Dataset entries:
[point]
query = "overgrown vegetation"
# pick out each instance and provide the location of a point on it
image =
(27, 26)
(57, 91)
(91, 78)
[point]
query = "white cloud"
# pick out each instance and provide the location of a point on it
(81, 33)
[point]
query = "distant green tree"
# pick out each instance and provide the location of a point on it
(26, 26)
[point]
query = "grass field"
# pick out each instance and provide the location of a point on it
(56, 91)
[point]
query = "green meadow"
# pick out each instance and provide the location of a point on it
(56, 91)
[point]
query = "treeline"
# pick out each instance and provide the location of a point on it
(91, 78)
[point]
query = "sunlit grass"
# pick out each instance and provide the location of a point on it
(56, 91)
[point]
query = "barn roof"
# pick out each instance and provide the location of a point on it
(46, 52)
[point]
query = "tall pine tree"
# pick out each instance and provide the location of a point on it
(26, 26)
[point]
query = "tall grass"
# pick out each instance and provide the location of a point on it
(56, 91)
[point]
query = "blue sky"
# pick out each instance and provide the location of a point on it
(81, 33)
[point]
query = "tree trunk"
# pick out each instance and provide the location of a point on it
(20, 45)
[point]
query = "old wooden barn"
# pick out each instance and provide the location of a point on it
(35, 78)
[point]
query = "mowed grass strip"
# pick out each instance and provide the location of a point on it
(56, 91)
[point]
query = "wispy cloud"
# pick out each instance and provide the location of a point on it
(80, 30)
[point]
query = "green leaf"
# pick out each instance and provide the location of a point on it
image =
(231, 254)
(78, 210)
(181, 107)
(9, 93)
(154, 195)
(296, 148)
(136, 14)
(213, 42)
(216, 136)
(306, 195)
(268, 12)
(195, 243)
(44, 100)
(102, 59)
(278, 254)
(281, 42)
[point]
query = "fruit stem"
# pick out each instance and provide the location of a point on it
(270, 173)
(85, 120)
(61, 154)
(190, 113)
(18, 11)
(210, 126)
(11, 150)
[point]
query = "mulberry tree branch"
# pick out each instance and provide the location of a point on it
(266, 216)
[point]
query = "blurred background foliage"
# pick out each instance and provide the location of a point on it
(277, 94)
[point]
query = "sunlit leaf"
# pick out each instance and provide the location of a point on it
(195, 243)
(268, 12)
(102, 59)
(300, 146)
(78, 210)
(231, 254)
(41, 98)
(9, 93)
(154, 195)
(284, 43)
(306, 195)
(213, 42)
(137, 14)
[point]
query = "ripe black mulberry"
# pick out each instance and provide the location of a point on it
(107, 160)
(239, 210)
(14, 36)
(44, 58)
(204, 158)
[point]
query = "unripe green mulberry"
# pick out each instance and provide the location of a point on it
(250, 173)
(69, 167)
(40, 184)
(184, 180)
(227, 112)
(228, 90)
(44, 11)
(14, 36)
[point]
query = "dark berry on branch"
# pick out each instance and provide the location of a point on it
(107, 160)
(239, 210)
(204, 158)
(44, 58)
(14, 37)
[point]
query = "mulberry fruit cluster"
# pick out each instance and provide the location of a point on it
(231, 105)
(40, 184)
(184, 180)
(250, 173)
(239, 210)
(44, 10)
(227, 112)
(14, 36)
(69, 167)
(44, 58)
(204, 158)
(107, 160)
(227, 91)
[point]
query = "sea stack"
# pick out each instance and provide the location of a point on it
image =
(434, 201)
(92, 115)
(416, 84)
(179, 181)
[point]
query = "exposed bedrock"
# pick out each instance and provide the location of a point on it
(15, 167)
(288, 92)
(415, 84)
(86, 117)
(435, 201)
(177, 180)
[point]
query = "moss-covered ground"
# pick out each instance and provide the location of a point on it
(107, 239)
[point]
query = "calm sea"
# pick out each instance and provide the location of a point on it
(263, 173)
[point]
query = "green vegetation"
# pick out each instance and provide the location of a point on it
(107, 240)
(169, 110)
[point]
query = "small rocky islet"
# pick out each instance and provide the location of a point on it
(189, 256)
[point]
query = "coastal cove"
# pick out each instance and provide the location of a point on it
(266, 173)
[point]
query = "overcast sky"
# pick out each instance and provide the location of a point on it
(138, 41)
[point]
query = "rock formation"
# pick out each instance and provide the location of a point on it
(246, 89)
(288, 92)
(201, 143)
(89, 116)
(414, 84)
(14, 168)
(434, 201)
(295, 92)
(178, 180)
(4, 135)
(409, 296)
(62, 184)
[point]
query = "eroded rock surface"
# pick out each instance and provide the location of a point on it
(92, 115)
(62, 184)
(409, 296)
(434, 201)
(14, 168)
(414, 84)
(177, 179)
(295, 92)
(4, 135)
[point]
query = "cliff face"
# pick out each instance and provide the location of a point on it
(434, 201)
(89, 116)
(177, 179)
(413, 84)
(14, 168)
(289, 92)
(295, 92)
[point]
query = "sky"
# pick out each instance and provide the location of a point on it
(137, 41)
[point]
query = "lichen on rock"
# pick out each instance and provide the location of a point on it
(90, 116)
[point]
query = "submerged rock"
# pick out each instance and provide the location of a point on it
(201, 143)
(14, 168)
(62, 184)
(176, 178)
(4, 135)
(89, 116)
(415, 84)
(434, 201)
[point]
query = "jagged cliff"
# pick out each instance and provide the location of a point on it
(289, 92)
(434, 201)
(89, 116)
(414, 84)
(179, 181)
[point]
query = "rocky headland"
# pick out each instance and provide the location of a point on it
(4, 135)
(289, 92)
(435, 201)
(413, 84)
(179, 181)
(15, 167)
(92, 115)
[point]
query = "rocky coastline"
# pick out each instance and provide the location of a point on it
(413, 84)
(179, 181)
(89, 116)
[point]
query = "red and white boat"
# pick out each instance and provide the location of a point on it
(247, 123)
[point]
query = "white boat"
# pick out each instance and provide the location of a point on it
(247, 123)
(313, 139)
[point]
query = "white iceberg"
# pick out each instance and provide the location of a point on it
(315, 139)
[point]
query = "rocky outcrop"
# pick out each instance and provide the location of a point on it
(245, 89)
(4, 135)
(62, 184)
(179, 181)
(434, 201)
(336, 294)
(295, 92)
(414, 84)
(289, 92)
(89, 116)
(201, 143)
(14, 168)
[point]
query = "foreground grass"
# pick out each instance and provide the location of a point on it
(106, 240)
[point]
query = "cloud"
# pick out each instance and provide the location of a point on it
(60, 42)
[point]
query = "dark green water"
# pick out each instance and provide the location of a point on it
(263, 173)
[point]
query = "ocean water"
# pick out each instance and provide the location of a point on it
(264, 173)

* **WHAT IS BEING ASKED**
Copy the lines above exactly, leaving every word as it is.

* **ANSWER TO THE EXERCISE**
[point]
query = "overgrown vegetation"
# pick out each instance and provide the location of a point on it
image =
(27, 26)
(57, 91)
(91, 78)
[point]
query = "white cloud"
# pick out each instance and provide the location of a point on it
(81, 33)
[point]
query = "distant green tree"
# pick out each instance and provide the location of a point on it
(26, 26)
[point]
query = "grass field"
# pick out each instance and provide the location of a point on it
(56, 91)
[point]
query = "green meadow"
# pick out each instance and provide the location of a point on it
(56, 91)
[point]
query = "treeline"
# pick out each instance and provide the location of a point on it
(91, 78)
[point]
query = "sunlit grass"
# pick out each instance and provide the location of a point on it
(56, 91)
[point]
query = "barn roof"
# pick out each instance and provide the location of a point on it
(46, 52)
[point]
query = "tall pine tree"
# pick out each instance and provide the location of a point on it
(26, 26)
[point]
query = "tall grass"
# pick out each instance and provide the location of a point on it
(56, 91)
[point]
query = "blue sky"
# pick out each instance and provide the location of a point on it
(81, 33)
[point]
query = "tree trunk"
# pick out each instance and provide the location of a point on it
(20, 45)
[point]
query = "old wooden barn"
# pick out each instance and provide the location of a point on it
(35, 78)
[point]
query = "mowed grass strip"
# pick out each instance and provide the location of a point on it
(56, 91)
[point]
query = "wispy cloud"
# pick out each instance and provide the location of a point on it
(80, 30)
[point]
query = "green leaf"
# pick out each instance and provide the location of a point on it
image =
(231, 254)
(78, 210)
(181, 107)
(9, 93)
(154, 195)
(296, 148)
(136, 14)
(213, 42)
(216, 136)
(306, 195)
(268, 12)
(195, 243)
(44, 100)
(102, 59)
(278, 254)
(281, 42)
[point]
query = "fruit stem"
# pick out each instance and provide the location of a point on it
(270, 173)
(85, 120)
(61, 154)
(190, 113)
(18, 11)
(210, 126)
(11, 150)
[point]
query = "mulberry tree branch"
# pick out each instance and provide the location of a point on it
(266, 216)
[point]
query = "blurred background foliage"
# pick out each instance and provide the location of a point on it
(277, 94)
[point]
query = "sunlit leaf"
# pick out each instance and provide the location of a point on it
(195, 243)
(268, 12)
(102, 59)
(300, 146)
(78, 210)
(231, 254)
(41, 98)
(9, 93)
(154, 195)
(284, 43)
(306, 195)
(213, 42)
(137, 14)
[point]
query = "ripe black mulberry"
# pick out each instance and provide the location of a point on it
(107, 160)
(239, 210)
(14, 36)
(44, 58)
(204, 158)
[point]
query = "unripe green mulberry"
# pick out each instance and provide the location of a point on it
(250, 173)
(69, 167)
(40, 184)
(184, 180)
(227, 112)
(228, 90)
(44, 11)
(14, 36)
[point]
query = "dark berry on branch"
# pick out each instance and provide the location of a point on it
(107, 160)
(239, 210)
(204, 158)
(44, 58)
(14, 37)
[point]
query = "mulberry fruit cluster"
# pick out each instance and provide the location of a point on it
(231, 105)
(40, 184)
(184, 180)
(250, 173)
(239, 210)
(44, 10)
(227, 112)
(14, 36)
(69, 167)
(44, 58)
(204, 158)
(107, 160)
(227, 91)
[point]
query = "sea stack"
# pick out each instance and provide the location of a point on it
image =
(434, 201)
(92, 115)
(416, 84)
(179, 181)
[point]
query = "exposed bedrock"
# pick out each instance and provide the location of a point on it
(15, 167)
(288, 92)
(415, 84)
(86, 117)
(435, 201)
(177, 180)
[point]
query = "moss-covered ground"
# pick out each instance and provide the location of a point on it
(107, 239)
[point]
query = "calm sea"
# pick out each instance and provide the location of a point on it
(263, 173)
[point]
query = "green vegetation"
# pick out each instance and provide the location of a point on it
(107, 240)
(169, 110)
[point]
query = "small rocky islet"
# pick out each instance and provide the location of a point on it
(189, 256)
[point]
query = "coastal cove"
# pick out each instance and provide the location of a point on it
(266, 173)
[point]
query = "overcast sky"
# pick out each instance and provide the location of a point on it
(138, 41)
[point]
query = "rock formation"
# pick out each instance and provide the location of a point on it
(246, 89)
(288, 92)
(201, 143)
(89, 116)
(414, 84)
(14, 168)
(434, 201)
(295, 92)
(178, 180)
(4, 135)
(409, 296)
(62, 184)
[point]
query = "eroded rock surface"
# pick out each instance and provide the location of a point on it
(92, 115)
(62, 184)
(409, 296)
(434, 201)
(14, 168)
(414, 84)
(177, 179)
(295, 92)
(4, 135)
[point]
query = "cliff face"
# pick out each instance and provide the location of a point on it
(434, 201)
(89, 116)
(177, 179)
(413, 84)
(14, 168)
(289, 92)
(295, 92)
[point]
query = "sky"
# pick out each instance and provide the location of a point on it
(137, 41)
[point]
query = "lichen on rock"
# pick out each instance and provide the location of a point on it
(90, 116)
[point]
query = "submerged rock"
# pick out each instance and provide the location of a point on it
(201, 143)
(14, 168)
(62, 184)
(176, 178)
(4, 135)
(89, 116)
(415, 84)
(434, 201)
[point]
query = "jagged cliff"
# pick out each instance and provide the location of a point on it
(289, 92)
(434, 201)
(89, 116)
(414, 84)
(179, 181)
[point]
query = "rocky headland"
# pick out each instance and provide the location of a point on it
(4, 135)
(289, 92)
(435, 201)
(413, 84)
(179, 181)
(15, 167)
(92, 115)
[point]
query = "rocky coastline"
# pick out each instance and provide the location of a point on it
(413, 84)
(179, 181)
(89, 116)
[point]
query = "red and white boat"
# pick out each instance and provide the location of a point on it
(247, 123)
[point]
query = "white boat"
# pick out each instance and provide the location of a point on it
(247, 123)
(313, 139)
[point]
query = "white iceberg"
# pick out each instance and provide the location of a point on it
(315, 139)
[point]
query = "rocky outcrop"
# pick out each instance and provide the location of a point on it
(245, 89)
(4, 135)
(62, 184)
(179, 181)
(434, 201)
(336, 294)
(295, 92)
(414, 84)
(289, 92)
(89, 116)
(201, 143)
(14, 168)
[point]
query = "foreground grass"
# pick out each instance and provide the location of a point on it
(106, 240)
[point]
query = "cloud"
# pick out each instance and provide the location of a point on it
(60, 42)
[point]
query = "dark green water"
# pick out each instance and provide the location of a point on it
(263, 173)
[point]
query = "ocean water"
# pick out each instance and provide the location of a point on it
(264, 173)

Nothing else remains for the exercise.